Rewrite every line of the items below as a Markdown table. Use two columns, Row and Text: put each line's number in Row and the line itself in Text, and leave out any blank lines.

* start *

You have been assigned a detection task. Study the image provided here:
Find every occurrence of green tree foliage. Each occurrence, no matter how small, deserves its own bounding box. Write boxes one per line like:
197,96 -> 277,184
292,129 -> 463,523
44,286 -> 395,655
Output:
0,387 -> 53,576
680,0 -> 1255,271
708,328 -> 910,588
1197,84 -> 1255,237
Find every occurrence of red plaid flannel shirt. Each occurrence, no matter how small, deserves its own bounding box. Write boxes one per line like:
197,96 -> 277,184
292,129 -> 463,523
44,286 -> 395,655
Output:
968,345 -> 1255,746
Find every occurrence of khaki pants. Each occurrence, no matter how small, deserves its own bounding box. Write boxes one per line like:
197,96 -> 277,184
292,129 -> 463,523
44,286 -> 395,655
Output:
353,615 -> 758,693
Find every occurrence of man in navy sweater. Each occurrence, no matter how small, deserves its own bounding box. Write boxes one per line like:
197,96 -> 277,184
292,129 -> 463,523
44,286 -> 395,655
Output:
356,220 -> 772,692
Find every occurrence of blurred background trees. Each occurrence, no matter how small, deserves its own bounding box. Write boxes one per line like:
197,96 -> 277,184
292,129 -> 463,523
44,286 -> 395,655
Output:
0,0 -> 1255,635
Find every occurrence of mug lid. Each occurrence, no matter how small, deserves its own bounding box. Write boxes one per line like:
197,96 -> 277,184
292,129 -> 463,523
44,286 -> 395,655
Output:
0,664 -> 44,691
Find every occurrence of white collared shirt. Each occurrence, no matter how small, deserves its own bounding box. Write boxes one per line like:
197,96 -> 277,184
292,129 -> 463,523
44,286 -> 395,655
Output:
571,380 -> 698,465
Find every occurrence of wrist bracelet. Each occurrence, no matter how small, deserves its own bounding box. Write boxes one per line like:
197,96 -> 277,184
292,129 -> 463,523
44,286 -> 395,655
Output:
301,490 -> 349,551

* end *

▶ RESPONSE
| Row | Text |
|---|---|
| 1 | You have been assigned a detection task. Study the image provided here: |
| 2 | Find every occurrence of green tree foliage. Each occurrence, no matter how small, deserves its own bounding box. Write boxes one per line like: |
| 3 | 197,96 -> 277,184 |
| 4 | 292,129 -> 463,523 |
| 5 | 44,286 -> 395,655 |
| 6 | Output: |
| 7 | 0,387 -> 53,576 |
| 8 | 680,0 -> 1255,271 |
| 9 | 708,328 -> 910,588 |
| 10 | 1197,84 -> 1255,237 |
| 11 | Find every occurrence of red plaid flannel shirt. Each occurrence, no matter how small, deserves its own bounding box. Write boxes one per line like: |
| 12 | 197,96 -> 277,184 |
| 13 | 292,129 -> 463,523 |
| 14 | 44,286 -> 395,655 |
| 15 | Output: |
| 16 | 968,345 -> 1255,746 |
| 17 | Find every occurrence of khaki pants. Each occurrence, no matter how small, deserves its own bounding box. Write boxes one per line like: |
| 18 | 197,96 -> 277,184 |
| 19 | 292,129 -> 463,523 |
| 20 | 44,286 -> 395,655 |
| 21 | Output: |
| 22 | 353,615 -> 758,693 |
| 23 | Find every occurrence of man in navy sweater. Each occurrence, no matter how small, deserves its own bounding box. Write boxes one per line like: |
| 24 | 197,96 -> 277,184 |
| 25 | 292,129 -> 463,523 |
| 26 | 44,286 -> 395,655 |
| 27 | Output: |
| 28 | 356,220 -> 772,692 |
| 29 | Find every occurrence of blurred background trees. Each occurrence, no matter how small, deserves its own bounding box. Write boxes one per line like: |
| 30 | 197,96 -> 277,184 |
| 31 | 292,129 -> 463,523 |
| 32 | 44,286 -> 395,655 |
| 33 | Output: |
| 34 | 0,0 -> 1255,635 |
| 35 | Find every occurrence of mug lid. Each occurrence, no matter how small, deserves its own bounding box. Write boxes one per line like: |
| 36 | 197,96 -> 277,184 |
| 37 | 292,129 -> 463,523 |
| 38 | 44,286 -> 395,655 |
| 39 | Output: |
| 40 | 0,664 -> 44,691 |
| 41 | Find every occurrence of white collared shirt. Each occurrence, no matter how small, deserves its own bounding box. Write boxes one per line like: |
| 42 | 197,96 -> 277,184 |
| 43 | 292,129 -> 463,523 |
| 44 | 44,286 -> 395,655 |
| 45 | Output: |
| 46 | 571,380 -> 698,465 |
| 47 | Find every occurrence of wrist bracelet. Each occurrence, no matter how small, deserves its own bounding box. Write boxes one per line like: |
| 48 | 197,96 -> 277,184 |
| 49 | 292,129 -> 463,523 |
| 50 | 44,286 -> 395,655 |
| 51 | Output: |
| 52 | 301,490 -> 349,551 |